EXERCISE INSTRUCTIONS >>
1. In the memoir passage about the narrator's mother, what does The Book of Knowledge say holds the stars in check?
2. Write the next part of the memoir passage about the narrator's mother, picking up after its final sentence.

SELECTED TEXT >>
And the final line? It is a scorched whisper, a beckoning, and a come-on. It is a raised eyebrow. “What a lovely way to burn.”

 

Wonder Question: “Who holds up the stars?”

The stars only appear to be nailed into fixed positions in the dome of the night sky, and no one really holds them up for us. According to
The Book of Knowledge
, “All the stars—in fact, everything in the universe, asteroids, stars, galaxies of stars—all are moving through space at unbelievable speeds of many miles a second.” The “great force of gravitation” holds them in check. “Each bit of matter in the universe pulls upon every other particle of matter,” and this mutual attraction can cause collisions. “If one body comes too close to another body, the lesser is drawn into the greater and destroyed.” But when the velocity of the objects and the distance between them is right, they move in consort. In the end this apparently accidental dance of forces is “responsible for the balance and state of equilibrium in the universe.”

On the day of my mother’s death, I stared into trembling stars nailed into the night sky of my own making in the hope of achieving some equilibrium. I liked spinning in our newly renovated downstairs den, holding a
Jetfire
balsa-wood plane that I kept in my hiding place under the stairs. I usually got the planes at the five-and-dime when I visited my grandparents in Glen Elder, but they must have brought the plane to me, because this memory is in Illinois. I can still clearly picture these planes that I assembled myself and studied for hours. The wings were stamped with red designs marking the ailerons and flaps and labeled on one side with the name of the company, Guillow’s, and on the other with the name of the plane,
Jetfire
. The cockpit was embossed on the fuselage, and inside a pilot with a red helmet leaned forward. Meant to ride breezes, the glider is light in my hand. It has a small piece of metal folded over the nose for protection when it crash-lands against the walls of the house or the concrete driveway, which is most of the time, but I’m not allowed to fly it indoors, so I hold it and spin, making airplane noises and getting dizzy. When I stop, the room seems to keep on spinning and I wobble a bit as if I have taken a blow. I’m almost twelve. Too old to be doing this sort of thing,

My mother died on the day that my father planned to leave the family for good. In retrospect I know that he intended to start a new life for himself in Kentucky without my mother or my brother and me. Was he anxious or exhilarated when he left the house that April morning, relieved or scared? Or some other emotion I cannot even imagine? If on that day my grandmother knew what my mother would do, he may have too, but I’m not sure, because unlike my shrewd grandmother, he was an optimist. After he left, my mother bought the gun, drove to the park by the lake, stepped out of her car, and pulled the trigger. My grandparents, who knew it would happen, were taking care of my brother and me. When Dad found out, he came back for us.

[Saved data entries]
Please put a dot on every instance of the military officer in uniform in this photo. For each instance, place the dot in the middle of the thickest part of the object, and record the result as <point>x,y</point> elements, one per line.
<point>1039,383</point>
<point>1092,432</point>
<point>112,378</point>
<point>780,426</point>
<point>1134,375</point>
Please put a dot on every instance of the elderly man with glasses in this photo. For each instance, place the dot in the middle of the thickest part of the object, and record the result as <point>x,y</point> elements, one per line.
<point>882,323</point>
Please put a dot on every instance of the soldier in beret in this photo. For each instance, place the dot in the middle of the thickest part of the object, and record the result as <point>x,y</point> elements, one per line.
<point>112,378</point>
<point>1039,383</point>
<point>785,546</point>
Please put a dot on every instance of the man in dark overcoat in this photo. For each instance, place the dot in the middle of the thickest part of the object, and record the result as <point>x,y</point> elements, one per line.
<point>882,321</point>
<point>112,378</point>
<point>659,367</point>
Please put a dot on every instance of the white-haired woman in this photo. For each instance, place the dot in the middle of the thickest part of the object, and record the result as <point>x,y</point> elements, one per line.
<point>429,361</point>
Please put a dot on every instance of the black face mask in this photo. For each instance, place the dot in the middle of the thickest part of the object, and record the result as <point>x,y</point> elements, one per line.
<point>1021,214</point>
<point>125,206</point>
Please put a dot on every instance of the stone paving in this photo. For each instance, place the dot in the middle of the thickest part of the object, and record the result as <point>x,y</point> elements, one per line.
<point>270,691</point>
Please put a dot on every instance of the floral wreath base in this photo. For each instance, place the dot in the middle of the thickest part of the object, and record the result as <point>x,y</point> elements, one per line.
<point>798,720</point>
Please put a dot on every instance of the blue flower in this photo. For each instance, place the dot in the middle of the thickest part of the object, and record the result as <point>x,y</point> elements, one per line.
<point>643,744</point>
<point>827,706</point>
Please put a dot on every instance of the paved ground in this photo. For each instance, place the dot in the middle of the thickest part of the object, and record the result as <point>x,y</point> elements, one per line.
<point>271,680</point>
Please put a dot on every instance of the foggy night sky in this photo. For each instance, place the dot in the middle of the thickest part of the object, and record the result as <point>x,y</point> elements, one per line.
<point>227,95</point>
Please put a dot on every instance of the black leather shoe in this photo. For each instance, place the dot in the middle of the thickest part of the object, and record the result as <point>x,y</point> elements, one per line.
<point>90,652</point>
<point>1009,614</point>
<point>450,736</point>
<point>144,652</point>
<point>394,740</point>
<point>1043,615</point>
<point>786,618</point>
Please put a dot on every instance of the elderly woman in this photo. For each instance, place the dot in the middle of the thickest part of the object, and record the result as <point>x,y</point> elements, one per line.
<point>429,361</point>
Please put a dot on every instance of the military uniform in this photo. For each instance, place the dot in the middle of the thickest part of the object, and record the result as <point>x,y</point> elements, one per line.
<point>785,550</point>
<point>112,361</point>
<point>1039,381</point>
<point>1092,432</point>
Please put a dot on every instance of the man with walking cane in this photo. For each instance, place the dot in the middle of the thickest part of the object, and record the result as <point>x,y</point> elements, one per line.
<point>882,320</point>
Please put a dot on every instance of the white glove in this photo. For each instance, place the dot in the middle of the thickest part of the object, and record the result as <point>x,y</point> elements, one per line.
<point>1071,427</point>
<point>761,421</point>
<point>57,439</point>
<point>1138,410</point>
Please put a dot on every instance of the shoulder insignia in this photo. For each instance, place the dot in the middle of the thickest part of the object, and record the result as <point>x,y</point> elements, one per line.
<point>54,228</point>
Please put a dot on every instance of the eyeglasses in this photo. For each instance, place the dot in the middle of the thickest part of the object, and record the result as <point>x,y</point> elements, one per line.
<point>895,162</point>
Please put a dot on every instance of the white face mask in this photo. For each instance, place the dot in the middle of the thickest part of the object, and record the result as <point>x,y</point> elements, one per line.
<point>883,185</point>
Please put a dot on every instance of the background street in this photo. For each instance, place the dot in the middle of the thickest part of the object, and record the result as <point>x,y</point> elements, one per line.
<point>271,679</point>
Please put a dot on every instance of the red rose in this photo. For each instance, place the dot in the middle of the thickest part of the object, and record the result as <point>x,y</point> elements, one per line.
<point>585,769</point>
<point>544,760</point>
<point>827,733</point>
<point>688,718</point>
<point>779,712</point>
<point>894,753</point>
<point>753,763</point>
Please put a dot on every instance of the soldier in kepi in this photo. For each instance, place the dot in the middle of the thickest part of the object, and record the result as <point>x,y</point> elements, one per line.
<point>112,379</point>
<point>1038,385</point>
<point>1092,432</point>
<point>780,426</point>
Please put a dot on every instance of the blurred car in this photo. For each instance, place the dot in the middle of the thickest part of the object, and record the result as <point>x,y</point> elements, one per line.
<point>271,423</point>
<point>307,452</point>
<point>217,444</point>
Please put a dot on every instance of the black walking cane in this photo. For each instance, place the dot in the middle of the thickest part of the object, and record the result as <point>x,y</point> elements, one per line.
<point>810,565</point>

ANSWERS TO THE TASKS >>
1. The "great force of gravitation."

2.
In memory I was alone downstairs in the newly renovated den, killing time with this spinning game, when my dad arrived and the house began to fill with neighbors and my parents’ friends. I heard the ringing doorbell of each new arrival. The hushed greetings. The whispers. The shuffle of feet over carpet as adults overhead approached each other. I am pretty sure that no one had told me what had happened yet. Dad would do that when we were on the train going to Kentucky. But I knew
something
, because I hid under the stairs in my favorite hideaway, where I kept some toys like the balsa
Jetfire
, and sat there a long time before anyone noticed my absence. The points of the nails that had been used to secure the treads to the risers of the stairway protruded overhead. Like stars they glittered in the crawlspace, and I looked into them as I listened to the groan in the floorboards. Suddenly it grew silent, and I heard my father call for me. At first his voice was a question, but then, freighted with all the tension of that day, it became a barked command. Soon others joined in, their anxious voices a keening chorus on my name.